— Start —

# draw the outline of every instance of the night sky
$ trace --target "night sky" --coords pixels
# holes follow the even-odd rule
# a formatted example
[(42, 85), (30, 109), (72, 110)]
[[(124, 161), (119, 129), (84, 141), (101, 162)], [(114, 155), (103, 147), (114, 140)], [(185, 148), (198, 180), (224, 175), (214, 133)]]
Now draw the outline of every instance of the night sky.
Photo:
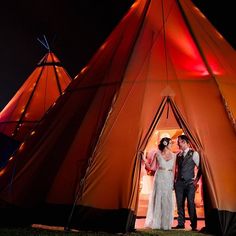
[[(47, 53), (52, 51), (74, 78), (118, 24), (134, 0), (11, 0), (0, 7), (0, 109)], [(236, 49), (233, 1), (193, 0)], [(78, 5), (78, 6), (77, 6)]]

— End —

→ PROMPT
Reproduce the rows above verbatim, leaving out the pictures.

→ THE SOLUTION
# draw the outline of every instance of the night sky
$ trace --target "night sky" --coords pixels
# holes follow the even-odd rule
# a formatted example
[(42, 85), (30, 109), (72, 110)]
[[(124, 161), (119, 129), (84, 141), (101, 162)], [(114, 155), (103, 147), (114, 140)], [(185, 148), (198, 180), (224, 175), (214, 133)]]
Now draw the outline of every instance of the night sky.
Photo:
[[(47, 53), (52, 51), (74, 78), (118, 24), (134, 0), (11, 0), (0, 7), (0, 109)], [(236, 49), (233, 1), (193, 0)], [(78, 5), (78, 6), (77, 6)]]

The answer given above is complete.